§ REQUIREMENTS: Rewrite the material below, changing "instance" to "occurrence" and leaving every other word unaltered.

§ Object location annotation data:
━━━━

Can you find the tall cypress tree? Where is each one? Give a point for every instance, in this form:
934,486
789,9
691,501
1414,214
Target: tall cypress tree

━━━━

§ OUTPUT OF THE EXERCISE:
Can you find the tall cypress tree? Where is each one? Give a point for every occurrence, in this form:
934,486
789,9
691,501
1414,214
Target: tall cypress tree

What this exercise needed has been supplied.